Directive 1 => Swap "work glove" for "safety glove" in the records, starting at the line that contains "point: green vegetation" and ending at the end of the records, with everything else unchanged. Leave the pictures out of your answer.

## start Extract provided

The silence on Gaza is most analytically significant when set against E.ON’s own documented communications on Ukraine. In 2022, CEO Leonhard Birnbaum made public statements addressing European energy security, the need to decouple from Russian gas, and geopolitical risks to European infrastructure, and the E.ON corporate newsroom carried multiple press releases on the Ukraine crisis in the energy security context.30 E.ON’s annual reports for 2023 and 2024 contain no reference to the Gaza conflict, the Israeli-Palestinian situation, or any associated human rights risk review of E.ON’s Israeli investments.1228 E.ON’s sustainability communications address climate policy, social diversity, and the energy transition, but contain no comparable statement on Palestinian civilian casualties, international humanitarian law, ICJ proceedings, or the occupation.31
This asymmetry constitutes a documented double standard rather than a general policy of non-comment on geopolitical events. The comparator — Ukraine — is evidenced not by inference but by E.ON’s own published newsroom content. The pattern is consistent with E.ON’s treatment of Israel operations as commercially routine, framed in annual reports exclusively through the lens of innovation partnerships and technology scouting, without any reference to the occupation, contested territories, or associated legal and reputational risks.

## end Extract provided
## start Listed entries

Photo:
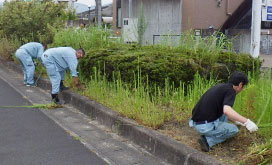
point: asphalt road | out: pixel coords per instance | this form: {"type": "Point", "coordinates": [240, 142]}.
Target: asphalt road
{"type": "Point", "coordinates": [27, 136]}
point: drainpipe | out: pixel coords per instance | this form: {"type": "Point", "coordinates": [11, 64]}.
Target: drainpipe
{"type": "Point", "coordinates": [228, 12]}
{"type": "Point", "coordinates": [129, 8]}
{"type": "Point", "coordinates": [255, 28]}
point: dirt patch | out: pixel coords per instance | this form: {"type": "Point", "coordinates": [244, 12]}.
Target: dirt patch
{"type": "Point", "coordinates": [232, 151]}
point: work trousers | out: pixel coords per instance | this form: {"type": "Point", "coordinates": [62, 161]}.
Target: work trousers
{"type": "Point", "coordinates": [54, 75]}
{"type": "Point", "coordinates": [27, 64]}
{"type": "Point", "coordinates": [216, 131]}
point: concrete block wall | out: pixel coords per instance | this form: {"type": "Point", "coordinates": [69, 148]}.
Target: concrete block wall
{"type": "Point", "coordinates": [163, 16]}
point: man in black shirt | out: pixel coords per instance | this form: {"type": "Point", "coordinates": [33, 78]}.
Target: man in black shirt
{"type": "Point", "coordinates": [211, 114]}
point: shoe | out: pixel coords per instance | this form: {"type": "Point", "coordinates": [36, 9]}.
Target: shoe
{"type": "Point", "coordinates": [204, 144]}
{"type": "Point", "coordinates": [55, 98]}
{"type": "Point", "coordinates": [62, 87]}
{"type": "Point", "coordinates": [30, 85]}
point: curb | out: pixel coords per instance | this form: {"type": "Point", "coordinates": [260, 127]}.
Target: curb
{"type": "Point", "coordinates": [154, 142]}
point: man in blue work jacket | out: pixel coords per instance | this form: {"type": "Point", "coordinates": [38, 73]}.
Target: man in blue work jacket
{"type": "Point", "coordinates": [56, 61]}
{"type": "Point", "coordinates": [25, 54]}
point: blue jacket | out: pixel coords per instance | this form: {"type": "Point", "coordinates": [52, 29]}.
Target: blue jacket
{"type": "Point", "coordinates": [63, 58]}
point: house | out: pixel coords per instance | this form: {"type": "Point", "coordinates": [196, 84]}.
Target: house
{"type": "Point", "coordinates": [68, 3]}
{"type": "Point", "coordinates": [107, 11]}
{"type": "Point", "coordinates": [174, 17]}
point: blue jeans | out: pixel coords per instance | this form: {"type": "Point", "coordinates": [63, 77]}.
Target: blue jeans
{"type": "Point", "coordinates": [28, 66]}
{"type": "Point", "coordinates": [216, 131]}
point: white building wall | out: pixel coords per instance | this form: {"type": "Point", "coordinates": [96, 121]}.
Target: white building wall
{"type": "Point", "coordinates": [163, 17]}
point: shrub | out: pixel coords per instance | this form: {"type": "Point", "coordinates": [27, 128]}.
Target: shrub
{"type": "Point", "coordinates": [8, 47]}
{"type": "Point", "coordinates": [157, 63]}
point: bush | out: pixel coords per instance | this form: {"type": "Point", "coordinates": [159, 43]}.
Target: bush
{"type": "Point", "coordinates": [156, 64]}
{"type": "Point", "coordinates": [8, 47]}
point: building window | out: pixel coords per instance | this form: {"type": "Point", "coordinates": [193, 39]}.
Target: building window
{"type": "Point", "coordinates": [119, 17]}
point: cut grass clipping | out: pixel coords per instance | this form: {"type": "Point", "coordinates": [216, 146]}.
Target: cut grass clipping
{"type": "Point", "coordinates": [43, 106]}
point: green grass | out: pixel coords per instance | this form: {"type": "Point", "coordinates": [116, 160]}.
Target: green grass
{"type": "Point", "coordinates": [152, 106]}
{"type": "Point", "coordinates": [255, 103]}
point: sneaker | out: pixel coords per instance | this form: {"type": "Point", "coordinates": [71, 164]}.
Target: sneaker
{"type": "Point", "coordinates": [62, 88]}
{"type": "Point", "coordinates": [204, 144]}
{"type": "Point", "coordinates": [30, 85]}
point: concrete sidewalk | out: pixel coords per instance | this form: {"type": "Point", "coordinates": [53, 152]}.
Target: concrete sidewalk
{"type": "Point", "coordinates": [118, 150]}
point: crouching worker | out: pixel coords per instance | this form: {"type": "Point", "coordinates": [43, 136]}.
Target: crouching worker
{"type": "Point", "coordinates": [56, 61]}
{"type": "Point", "coordinates": [25, 54]}
{"type": "Point", "coordinates": [211, 114]}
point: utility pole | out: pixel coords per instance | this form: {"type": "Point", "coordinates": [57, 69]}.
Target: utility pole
{"type": "Point", "coordinates": [255, 28]}
{"type": "Point", "coordinates": [98, 12]}
{"type": "Point", "coordinates": [129, 8]}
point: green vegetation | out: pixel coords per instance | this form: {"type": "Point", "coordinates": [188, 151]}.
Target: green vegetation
{"type": "Point", "coordinates": [150, 84]}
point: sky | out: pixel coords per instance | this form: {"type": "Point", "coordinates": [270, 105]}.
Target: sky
{"type": "Point", "coordinates": [87, 2]}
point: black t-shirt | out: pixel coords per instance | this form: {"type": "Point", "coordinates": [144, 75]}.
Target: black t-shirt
{"type": "Point", "coordinates": [210, 106]}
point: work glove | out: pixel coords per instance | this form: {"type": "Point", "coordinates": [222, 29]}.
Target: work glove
{"type": "Point", "coordinates": [239, 123]}
{"type": "Point", "coordinates": [78, 86]}
{"type": "Point", "coordinates": [251, 126]}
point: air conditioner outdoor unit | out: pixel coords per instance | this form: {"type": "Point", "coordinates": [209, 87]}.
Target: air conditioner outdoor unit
{"type": "Point", "coordinates": [130, 29]}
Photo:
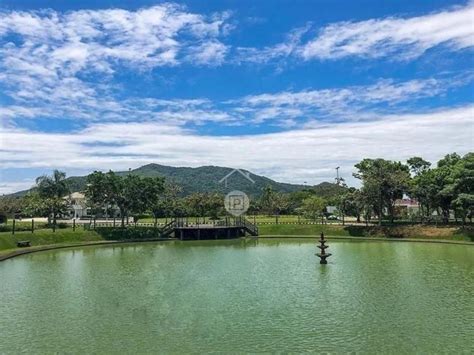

## end Listed entries

Directive 2 =>
Answer these questions about the passage on E.ON's communications:
(a) Who made public statements in 2022 on European energy security and decoupling from Russian gas?
(b) Through what lens do the annual reports frame E.ON's Israel operations?
(c) What three topics do E.ON's sustainability communications address?

Exercise response 1 =>
point: green vegetation | out: pixel coords per instance | this form: {"type": "Point", "coordinates": [188, 151]}.
Target: green vegetation
{"type": "Point", "coordinates": [150, 84]}
point: sky | out: pixel coords per instance | this form: {"type": "Point", "coordinates": [270, 105]}.
Target: sky
{"type": "Point", "coordinates": [87, 2]}
point: black t-shirt | out: pixel coords per instance | this form: {"type": "Point", "coordinates": [144, 75]}.
Target: black t-shirt
{"type": "Point", "coordinates": [210, 106]}
point: safety glove | out: pixel coords per instance | this form: {"type": "Point", "coordinates": [222, 29]}.
Target: safety glove
{"type": "Point", "coordinates": [239, 123]}
{"type": "Point", "coordinates": [78, 86]}
{"type": "Point", "coordinates": [251, 126]}
point: air conditioner outdoor unit | out: pixel coords per instance | this form: {"type": "Point", "coordinates": [209, 87]}.
Target: air conditioner outdoor unit
{"type": "Point", "coordinates": [130, 29]}
Photo:

Exercise response 2 =>
(a) CEO Leonhard Birnbaum.
(b) Innovation partnerships and technology scouting.
(c) Climate policy, social diversity, and the energy transition.